## Exercise prompt
Edit the material below so that "a pin for each instance" becomes "one pin per instance" everywhere, and leave every other line as it is.

## Supplied material

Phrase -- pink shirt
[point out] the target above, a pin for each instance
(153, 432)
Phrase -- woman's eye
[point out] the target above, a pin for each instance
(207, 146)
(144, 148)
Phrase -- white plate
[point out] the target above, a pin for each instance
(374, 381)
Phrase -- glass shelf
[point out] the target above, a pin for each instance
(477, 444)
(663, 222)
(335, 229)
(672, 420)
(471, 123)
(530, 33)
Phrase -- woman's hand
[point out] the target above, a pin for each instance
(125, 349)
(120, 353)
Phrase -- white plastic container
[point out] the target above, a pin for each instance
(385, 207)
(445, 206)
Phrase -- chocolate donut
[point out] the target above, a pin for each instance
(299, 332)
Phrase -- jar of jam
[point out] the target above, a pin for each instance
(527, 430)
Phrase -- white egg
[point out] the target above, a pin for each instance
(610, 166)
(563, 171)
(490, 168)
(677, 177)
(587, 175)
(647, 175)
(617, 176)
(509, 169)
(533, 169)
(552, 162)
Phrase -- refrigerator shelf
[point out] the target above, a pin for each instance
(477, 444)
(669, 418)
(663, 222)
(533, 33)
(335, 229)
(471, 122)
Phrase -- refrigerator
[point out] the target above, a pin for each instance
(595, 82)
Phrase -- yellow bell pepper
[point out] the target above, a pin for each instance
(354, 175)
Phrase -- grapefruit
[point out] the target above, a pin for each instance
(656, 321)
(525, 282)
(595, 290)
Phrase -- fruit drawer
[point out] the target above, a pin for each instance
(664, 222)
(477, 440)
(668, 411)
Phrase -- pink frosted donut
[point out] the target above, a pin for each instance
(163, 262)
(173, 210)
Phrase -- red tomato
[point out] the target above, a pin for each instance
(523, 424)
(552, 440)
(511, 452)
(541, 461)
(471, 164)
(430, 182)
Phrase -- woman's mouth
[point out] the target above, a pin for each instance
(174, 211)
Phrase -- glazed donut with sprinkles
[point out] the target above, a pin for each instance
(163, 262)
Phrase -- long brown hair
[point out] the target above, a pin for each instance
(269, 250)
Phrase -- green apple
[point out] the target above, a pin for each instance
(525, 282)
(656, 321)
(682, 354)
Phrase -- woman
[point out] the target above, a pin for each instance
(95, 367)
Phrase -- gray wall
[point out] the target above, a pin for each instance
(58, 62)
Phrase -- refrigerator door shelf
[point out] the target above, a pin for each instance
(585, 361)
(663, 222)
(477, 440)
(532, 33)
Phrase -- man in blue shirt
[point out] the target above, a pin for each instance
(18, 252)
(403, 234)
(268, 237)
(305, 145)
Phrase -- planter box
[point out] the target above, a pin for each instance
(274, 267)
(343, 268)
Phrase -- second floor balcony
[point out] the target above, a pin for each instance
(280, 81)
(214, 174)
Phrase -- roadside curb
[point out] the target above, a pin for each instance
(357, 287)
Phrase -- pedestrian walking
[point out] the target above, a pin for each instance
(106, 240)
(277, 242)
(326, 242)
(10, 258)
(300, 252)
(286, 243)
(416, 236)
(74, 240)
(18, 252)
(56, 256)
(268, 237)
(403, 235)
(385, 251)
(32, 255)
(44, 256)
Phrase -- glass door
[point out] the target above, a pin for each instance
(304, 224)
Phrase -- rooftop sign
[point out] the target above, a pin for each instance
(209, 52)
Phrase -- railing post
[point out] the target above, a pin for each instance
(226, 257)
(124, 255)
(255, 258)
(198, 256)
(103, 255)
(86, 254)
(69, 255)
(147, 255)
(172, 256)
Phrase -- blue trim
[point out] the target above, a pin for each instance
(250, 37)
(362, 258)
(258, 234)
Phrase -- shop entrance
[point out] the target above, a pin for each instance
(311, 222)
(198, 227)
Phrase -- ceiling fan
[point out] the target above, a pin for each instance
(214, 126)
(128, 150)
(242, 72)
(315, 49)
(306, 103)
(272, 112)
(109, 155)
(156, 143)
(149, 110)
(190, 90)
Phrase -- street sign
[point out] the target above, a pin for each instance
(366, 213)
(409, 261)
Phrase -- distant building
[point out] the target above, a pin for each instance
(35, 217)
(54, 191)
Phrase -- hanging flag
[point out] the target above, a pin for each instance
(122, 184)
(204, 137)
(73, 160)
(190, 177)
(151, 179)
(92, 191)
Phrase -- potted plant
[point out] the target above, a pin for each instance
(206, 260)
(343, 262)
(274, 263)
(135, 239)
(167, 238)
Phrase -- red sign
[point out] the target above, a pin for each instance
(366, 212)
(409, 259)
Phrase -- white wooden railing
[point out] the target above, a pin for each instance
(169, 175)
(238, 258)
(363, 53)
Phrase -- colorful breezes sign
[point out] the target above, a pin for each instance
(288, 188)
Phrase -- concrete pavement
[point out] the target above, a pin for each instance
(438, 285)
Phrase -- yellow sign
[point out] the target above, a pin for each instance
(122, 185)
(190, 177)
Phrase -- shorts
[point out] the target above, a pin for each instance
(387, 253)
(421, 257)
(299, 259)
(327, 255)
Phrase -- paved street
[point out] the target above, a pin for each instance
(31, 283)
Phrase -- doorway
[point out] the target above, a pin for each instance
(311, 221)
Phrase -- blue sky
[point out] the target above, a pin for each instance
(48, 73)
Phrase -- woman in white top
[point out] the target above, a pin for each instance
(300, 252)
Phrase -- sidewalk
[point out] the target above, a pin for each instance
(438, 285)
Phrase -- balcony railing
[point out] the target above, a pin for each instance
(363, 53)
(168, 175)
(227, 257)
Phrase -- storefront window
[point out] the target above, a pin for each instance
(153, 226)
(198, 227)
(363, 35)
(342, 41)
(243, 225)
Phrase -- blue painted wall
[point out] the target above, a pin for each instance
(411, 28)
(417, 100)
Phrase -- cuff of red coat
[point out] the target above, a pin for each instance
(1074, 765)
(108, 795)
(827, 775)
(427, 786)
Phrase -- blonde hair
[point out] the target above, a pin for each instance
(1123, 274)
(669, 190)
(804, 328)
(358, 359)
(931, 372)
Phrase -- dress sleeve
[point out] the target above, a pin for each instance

## Task solution
Phrase -- pink shirt
[point out] the target above, one pin per instance
(153, 432)
Phrase -- woman's eye
[point out] the target above, one pin per instance
(207, 146)
(144, 148)
Phrase -- white plate
[point out] the target above, one pin per instance
(374, 381)
Phrase -- glass shelf
[point out] the target above, one pin per instance
(477, 444)
(663, 222)
(335, 229)
(672, 420)
(471, 123)
(530, 33)
Phrase -- woman's hand
[point out] the target above, one pin per instance
(125, 349)
(120, 353)
Phrase -- white plastic container
[point out] the target above, one pin per instance
(385, 207)
(445, 206)
Phrase -- chocolate donut
[point out] the target above, one pin per instance
(299, 332)
Phrase -- jar of jam
[point out] the target above, one pin per instance
(527, 430)
Phrase -- white egg
[point out] the target above, one pin per instance
(610, 166)
(563, 171)
(490, 168)
(677, 177)
(587, 175)
(647, 175)
(617, 176)
(509, 169)
(533, 169)
(552, 162)
Phrase -- refrigerator shelf
[point out] the target above, one pin per instance
(477, 444)
(669, 418)
(663, 222)
(533, 33)
(335, 229)
(471, 122)
Phrase -- refrigerator
[point out] the target above, one pin per instance
(595, 82)
Phrase -- yellow bell pepper
[point out] the target above, one pin per instance
(354, 175)
Phrase -- grapefruit
[point out] the target above, one pin per instance
(656, 321)
(525, 282)
(595, 290)
Phrase -- fruit drawer
[point out] the target above, one pin per instance
(664, 222)
(477, 440)
(668, 411)
Phrase -- pink frosted donut
[point out] the target above, one pin per instance
(163, 262)
(173, 210)
Phrase -- red tomato
[point out] the target above, one pin per instance
(523, 424)
(552, 440)
(511, 452)
(541, 461)
(471, 164)
(430, 182)
Phrase -- woman's mouth
[point out] the target above, one pin per instance
(174, 211)
Phrase -- glazed donut with sprinkles
[point out] the target above, one pin per instance
(163, 262)
Phrase -- long brown hair
[point out] the target above, one pin per instance
(269, 250)
Phrase -- green apple
[point out] the target above, one pin per instance
(525, 282)
(656, 321)
(682, 354)
Phrase -- woman
[point out] the target above, one pin per instance
(95, 367)
Phrase -- gray wall
[point out] the target above, one pin per instance
(58, 62)
Phrase -- refrigerator door shelf
[point out] the target above, one pin per instance
(585, 361)
(663, 222)
(477, 440)
(532, 33)
Phrase -- man in blue shirt
[point out] the target above, one pin per instance
(18, 252)
(403, 234)
(268, 237)
(305, 145)
Phrase -- planter box
[point out] the target above, one pin per instance
(274, 267)
(343, 268)
Phrase -- second floor balcony
[point out] the target above, one pin per instance
(280, 81)
(214, 174)
Phrase -- roadside curb
[point out] the target above, one pin per instance
(357, 287)
Phrase -- pedestrian walking
[point out] the target above, one pin per instance
(106, 240)
(277, 242)
(326, 242)
(10, 258)
(300, 252)
(286, 243)
(416, 236)
(74, 240)
(18, 252)
(56, 256)
(268, 237)
(403, 235)
(385, 251)
(32, 255)
(44, 256)
Phrase -- glass door
[point out] the target above, one pin per instance
(304, 224)
Phrase -- rooftop sign
[point out] the target above, one pin per instance
(209, 52)
Phrase -- railing post
[point out] the target above, one pin per instance
(226, 257)
(124, 255)
(255, 258)
(198, 256)
(103, 255)
(86, 254)
(69, 255)
(147, 255)
(172, 256)
Phrase -- blue trim
[point out] the target above, one pin per instance
(250, 37)
(362, 258)
(258, 234)
Phrase -- shop entrance
[point out] the target above, one pin per instance
(311, 222)
(198, 227)
Phrase -- ceiling fan
[point out] the target above, one pin per instance
(214, 126)
(128, 150)
(242, 72)
(315, 49)
(306, 103)
(272, 112)
(109, 155)
(156, 143)
(149, 110)
(190, 90)
Phrase -- street sign
[point out] the target above, one pin per instance
(366, 213)
(409, 261)
Phrase -- distant building
[point out] the target above, one pin per instance
(35, 217)
(54, 191)
Phrase -- hanging flag
[point out] the target above, one pin per instance
(122, 184)
(204, 137)
(73, 160)
(190, 177)
(151, 179)
(92, 191)
Phrase -- potted plant
[point out] the target above, one pin per instance
(206, 260)
(343, 262)
(274, 263)
(135, 239)
(167, 238)
Phrase -- red sign
[point out] the target above, one pin per instance
(366, 212)
(409, 259)
Phrase -- white wooden railing
[point out] the target above, one pin per instance
(169, 175)
(238, 258)
(363, 53)
Phrase -- colorful breezes sign
[point out] the target above, one pin per instance
(288, 188)
Phrase -- concrete pavement
[point out] the target above, one pin per instance
(438, 285)
Phrase -- yellow sign
[point out] the target above, one pin per instance
(122, 185)
(190, 177)
Phrase -- shorts
[point out] the target above, one pin per instance
(387, 253)
(421, 257)
(299, 259)
(327, 255)
Phrase -- paved street
[point out] the target above, one pin per instance
(31, 283)
Phrase -- doorway
[point out] the target above, one pin per instance
(311, 221)
Phrase -- blue sky
[point out] the target above, one pin per instance
(48, 73)
Phrase -- woman in white top
[point out] the target above, one pin per instance
(300, 252)
Phrase -- sidewalk
[point out] the target above, one pin per instance
(438, 285)
Phrase -- balcony railing
[point out] the target above, one pin per instance
(363, 53)
(168, 175)
(227, 257)
Phrase -- storefront window
[point out] the target above, one pin per instance
(153, 226)
(198, 227)
(363, 35)
(342, 41)
(243, 225)
Phrase -- blue painted wall
[point out] the target above, one pin per instance
(411, 28)
(417, 100)
Phrase -- cuff of red coat
[point out] the target above, one pin per instance
(1074, 765)
(108, 795)
(827, 775)
(427, 786)
Phrase -- blonde hair
[point out] the target above, one pin per instance
(1123, 274)
(669, 190)
(804, 328)
(358, 359)
(931, 372)
Phrase -- dress sleeve
[point out] the target above, one pin per instance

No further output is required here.